** DATA UNDER STUDY follows **

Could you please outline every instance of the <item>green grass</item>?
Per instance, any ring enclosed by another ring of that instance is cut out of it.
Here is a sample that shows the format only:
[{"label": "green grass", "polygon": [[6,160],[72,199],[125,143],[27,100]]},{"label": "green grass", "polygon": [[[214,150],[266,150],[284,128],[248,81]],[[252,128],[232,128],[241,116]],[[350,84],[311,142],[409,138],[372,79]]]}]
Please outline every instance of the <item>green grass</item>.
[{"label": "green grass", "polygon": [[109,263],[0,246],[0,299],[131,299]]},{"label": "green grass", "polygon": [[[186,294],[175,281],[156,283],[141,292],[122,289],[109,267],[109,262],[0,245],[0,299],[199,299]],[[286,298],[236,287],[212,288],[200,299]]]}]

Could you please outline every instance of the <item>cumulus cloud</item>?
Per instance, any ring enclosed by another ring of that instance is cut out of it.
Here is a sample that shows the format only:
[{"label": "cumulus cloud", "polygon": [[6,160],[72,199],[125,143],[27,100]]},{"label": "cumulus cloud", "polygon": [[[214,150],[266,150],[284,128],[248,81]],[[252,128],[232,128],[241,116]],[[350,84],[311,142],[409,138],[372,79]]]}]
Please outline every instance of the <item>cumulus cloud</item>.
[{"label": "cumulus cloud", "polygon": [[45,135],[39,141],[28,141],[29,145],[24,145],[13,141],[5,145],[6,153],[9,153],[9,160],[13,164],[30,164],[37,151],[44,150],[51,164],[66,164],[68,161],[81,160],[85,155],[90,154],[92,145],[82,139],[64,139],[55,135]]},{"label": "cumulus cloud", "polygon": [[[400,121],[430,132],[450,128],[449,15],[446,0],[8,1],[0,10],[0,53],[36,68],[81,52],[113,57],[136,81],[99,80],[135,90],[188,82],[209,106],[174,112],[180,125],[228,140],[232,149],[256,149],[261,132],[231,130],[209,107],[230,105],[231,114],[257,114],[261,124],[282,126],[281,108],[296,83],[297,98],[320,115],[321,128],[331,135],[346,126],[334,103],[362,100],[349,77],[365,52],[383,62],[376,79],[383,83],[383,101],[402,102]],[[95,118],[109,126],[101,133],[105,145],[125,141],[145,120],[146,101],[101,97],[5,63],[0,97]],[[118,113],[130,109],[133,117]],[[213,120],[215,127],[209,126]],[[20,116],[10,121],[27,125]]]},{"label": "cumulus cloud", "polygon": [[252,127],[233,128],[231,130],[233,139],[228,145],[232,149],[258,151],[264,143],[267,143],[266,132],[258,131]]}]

** End of DATA UNDER STUDY **

AIM OF THE TASK
Exactly as shown, output all of the material above.

THE ANSWER
Could you please outline every instance of the <item>green grass</item>?
Per instance, any ring enclosed by another ring of that instance is cut out of it.
Here is a sample that shows the format only:
[{"label": "green grass", "polygon": [[6,160],[72,199],[125,143],[27,100]]},{"label": "green grass", "polygon": [[[214,150],[266,150],[284,128],[248,81]],[[252,128],[232,128],[241,116]],[[350,84],[311,142],[409,138],[372,79]]]}]
Please outline every instance of the <item>green grass</item>.
[{"label": "green grass", "polygon": [[109,263],[0,246],[0,299],[131,299]]},{"label": "green grass", "polygon": [[[186,294],[175,281],[156,283],[141,292],[122,289],[109,267],[109,262],[0,245],[0,299],[199,299]],[[286,298],[236,287],[212,288],[200,299]]]}]

Could you please outline every instance of the <item>cumulus cloud</item>?
Per instance, any ring enclosed by another ring of that instance is cut out of it.
Here is a sample that shows the format only:
[{"label": "cumulus cloud", "polygon": [[6,160],[72,199],[125,143],[27,100]]},{"label": "cumulus cloud", "polygon": [[[214,150],[266,150],[284,128],[248,81]],[[252,128],[232,128],[241,116]],[[350,84],[311,142],[409,138],[372,79]]]}]
Please outline every instance of the <item>cumulus cloud</item>.
[{"label": "cumulus cloud", "polygon": [[45,135],[39,141],[28,141],[29,145],[24,145],[13,141],[5,145],[6,153],[9,153],[9,160],[13,164],[30,164],[37,151],[44,150],[51,164],[66,164],[68,161],[81,160],[85,155],[90,154],[92,145],[82,139],[64,139],[55,135]]},{"label": "cumulus cloud", "polygon": [[[400,121],[430,132],[450,128],[449,15],[446,0],[8,1],[0,10],[0,53],[36,68],[81,52],[113,57],[136,81],[99,80],[135,90],[188,82],[209,106],[174,112],[180,125],[228,140],[232,149],[256,149],[261,132],[231,130],[209,107],[230,105],[231,114],[257,114],[261,124],[282,126],[281,108],[296,83],[297,98],[320,115],[321,128],[331,135],[346,126],[334,103],[362,100],[349,77],[365,52],[383,62],[376,79],[383,83],[383,101],[402,102]],[[95,118],[109,126],[101,133],[105,145],[125,141],[145,120],[146,101],[101,97],[5,63],[0,97]],[[118,113],[130,109],[133,117]],[[213,120],[215,127],[209,126]],[[20,116],[10,121],[27,125]]]},{"label": "cumulus cloud", "polygon": [[252,127],[233,128],[231,130],[233,139],[228,145],[232,149],[258,151],[264,143],[267,143],[266,132],[258,131]]}]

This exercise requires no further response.